--- What to work on ---
1/ Copy the award article word for word from "- Sponsored by: National" to "winner: Hanu-Man (2023)".
2/ The award article spells out the letters of AVGC. List every field those letters stand for.
3/ Answer these from the award article:
(a) In what year was the award first given?
(b) Which film is listed as the most recent winner?
(c) Which lotus section covers the VFX Supervisor sub-category?

# START OF Source

- Sponsored by: National Film Development Corporation of India
- Formerly called: National Film Award for Best Animated Film; National Film Award for Best Special Effects;
- Rewards: Swarna Kamal (Golden Lotus) – ₹3,00,000; Rajat Kamal (Silver Lotus) – ₹2,00,000;
- First award: 2022
- Most recent winner: Hanu-Man (2023)

= National Film Award for Best Film in AVGC =

Indian film award

The National Film Award for Best Film in AVGC (Animation, Visual Effects, Gaming, & Comic) is one of the National Film Awards presented annually by the National Film Development Corporation of India. It is one of several awards presented for feature films

The award was instituted for the 2022 awards, combining the previous National Film Award for Best Animated Film and National Film Award for Best Special Effects. There are three sub-categories: Animator, Producer and Director (shared), and VFX Supervisor. The first two sub-categories comes under Golden Lotus (Swarna Kamal) section for animation and the VFX Supervisor comes under the Silver Lotus (Rajat Kamal) for visual effects.

# END OF Source
# START OF Dataset

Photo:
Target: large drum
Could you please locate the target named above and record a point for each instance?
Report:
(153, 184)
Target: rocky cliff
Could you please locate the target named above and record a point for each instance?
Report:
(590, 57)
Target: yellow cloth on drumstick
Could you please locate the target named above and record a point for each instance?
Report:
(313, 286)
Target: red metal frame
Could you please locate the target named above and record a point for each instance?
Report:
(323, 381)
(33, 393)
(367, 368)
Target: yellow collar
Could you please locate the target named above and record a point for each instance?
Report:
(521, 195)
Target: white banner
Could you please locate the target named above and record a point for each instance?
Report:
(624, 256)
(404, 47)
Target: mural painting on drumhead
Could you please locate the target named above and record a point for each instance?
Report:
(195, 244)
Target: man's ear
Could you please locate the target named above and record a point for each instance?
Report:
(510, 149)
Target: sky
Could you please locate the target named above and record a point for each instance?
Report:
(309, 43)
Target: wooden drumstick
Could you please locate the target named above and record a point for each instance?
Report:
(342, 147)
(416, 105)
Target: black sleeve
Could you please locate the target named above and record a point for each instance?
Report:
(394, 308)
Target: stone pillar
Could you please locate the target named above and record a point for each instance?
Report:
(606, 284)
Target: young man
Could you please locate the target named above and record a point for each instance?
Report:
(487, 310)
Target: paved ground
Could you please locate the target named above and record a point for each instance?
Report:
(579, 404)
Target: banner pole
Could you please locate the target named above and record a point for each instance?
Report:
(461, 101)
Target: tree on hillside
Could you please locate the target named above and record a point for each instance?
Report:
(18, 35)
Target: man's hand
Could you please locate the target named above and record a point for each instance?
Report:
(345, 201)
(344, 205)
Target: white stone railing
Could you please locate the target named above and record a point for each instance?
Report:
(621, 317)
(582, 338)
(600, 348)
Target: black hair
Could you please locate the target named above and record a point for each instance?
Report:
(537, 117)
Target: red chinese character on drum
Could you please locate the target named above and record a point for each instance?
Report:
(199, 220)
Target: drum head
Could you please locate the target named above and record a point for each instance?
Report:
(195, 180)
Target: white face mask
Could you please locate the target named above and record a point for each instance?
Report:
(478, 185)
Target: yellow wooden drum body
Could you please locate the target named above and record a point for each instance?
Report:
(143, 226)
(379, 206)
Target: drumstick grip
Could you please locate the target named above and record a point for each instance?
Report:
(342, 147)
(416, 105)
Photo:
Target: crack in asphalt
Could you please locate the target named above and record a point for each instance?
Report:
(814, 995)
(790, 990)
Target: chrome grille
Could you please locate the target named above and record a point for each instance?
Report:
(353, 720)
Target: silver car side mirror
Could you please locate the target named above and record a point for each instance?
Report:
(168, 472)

# END OF Dataset

--- Responses for each task ---
1/
- Sponsored by: National Film Development Corporation of India
- Formerly called: National Film Award for Best Animated Film; National Film Award for Best Special Effects;
- Rewards: Swarna Kamal (Golden Lotus) – ₹3,00,000; Rajat Kamal (Silver Lotus) – ₹2,00,000;
- First award: 2022
- Most recent winner: Hanu-Man (2023)

2/
Animation
Visual Effects
Gaming
Comic

3/
(a) 2022
(b) Hanu-Man (2023)
(c) The Silver Lotus (Rajat Kamal)